Document

The Gund Gallery, a  visual arts center and exhibition space, was opened in 2011. It hosts lectures, public programming, and exhibitions from traveling shows and its permanent collection.

Admissions 

Admission to Kenyon is considered "most selective" by U.S. News & World Report.

For the class of 2022 (enrolling fall 2018), Kenyon received 6,152 applications, accepted 2,204 (35.8%), and enrolled 539. For enrolled first-year students the middle 50% range of SAT scores was 640-730 for critical reading and 640-740 for math, while the ACT composite range was 29–33; the average GPA was 3.94.

Rankings

In the 2022 U.S. News & World Report rankings, Kenyon is tied for the No. 31 liberal arts college in the United States. In the 2022 Forbes rankings, Kenyon is 40th among liberal-arts colleges and 176th among 650 colleges and universities in the United States. In 2006 Newsweek selected Kenyon College as one of twenty-five "New Ivies" on the basis of admissions statistics as well as interviews with administrators, students, faculty members, and alumni. It was also listed in Greene's list of Hidden Ivies in 2000.

Although Kenyon is often ranked favorably, some methods that rank colleges based on their calculated return on investment (ROI) have been critical of Kenyon's value. The 2018 Payscale College ROI Report ranked Kenyon as the 983rd best value college in the country and Time'''s 2018-2019 "Best Colleges in America" report ranked Kenyon as the 214th best college in the country.

CollegeSimply ranks Kenyon as the 2nd best institution of higher education in Ohio and the 61st best college or university overall.

 Athletics 

Kenyon's sports teams, which compete in the North Coast Athletic Conference (NCAC), were referred to as the Lords and Ladies until May 2022 when a new mascot, the Owls, was announced. At various points in the past, the teams were also known as the Mauve, the Purple, the Purple and White, the Hilltoppers, and simply as Kenyon. Their colors are purple and white, with black and gold often added as accents.

Material provided
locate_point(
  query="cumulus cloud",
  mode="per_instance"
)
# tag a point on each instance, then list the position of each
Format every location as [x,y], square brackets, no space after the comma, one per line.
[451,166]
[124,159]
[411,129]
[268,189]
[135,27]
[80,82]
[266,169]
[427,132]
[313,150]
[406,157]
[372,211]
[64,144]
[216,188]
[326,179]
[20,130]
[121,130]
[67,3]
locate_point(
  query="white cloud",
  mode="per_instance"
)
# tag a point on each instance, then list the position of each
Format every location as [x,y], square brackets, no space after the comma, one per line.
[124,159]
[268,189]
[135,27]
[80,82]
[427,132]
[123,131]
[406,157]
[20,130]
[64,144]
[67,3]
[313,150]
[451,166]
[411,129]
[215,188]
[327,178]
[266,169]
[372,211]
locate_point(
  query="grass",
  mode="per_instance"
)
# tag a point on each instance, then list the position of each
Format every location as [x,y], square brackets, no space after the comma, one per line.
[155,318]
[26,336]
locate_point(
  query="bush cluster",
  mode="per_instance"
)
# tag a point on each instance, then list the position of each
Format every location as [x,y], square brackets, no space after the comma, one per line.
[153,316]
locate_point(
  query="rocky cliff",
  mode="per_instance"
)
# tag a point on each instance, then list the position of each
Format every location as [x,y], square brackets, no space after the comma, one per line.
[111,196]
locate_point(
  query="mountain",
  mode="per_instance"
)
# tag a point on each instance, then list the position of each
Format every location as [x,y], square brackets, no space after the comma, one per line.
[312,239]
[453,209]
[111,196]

The task
Answer these from the Kenyon College text:
1. In what year was the Gund Gallery opened?
2. How many applications did Kenyon receive for the class of 2022?
3. What mascot was announced for Kenyon's sports teams in May 2022?

Result
1. 2011
2. 6,152
3. The Owls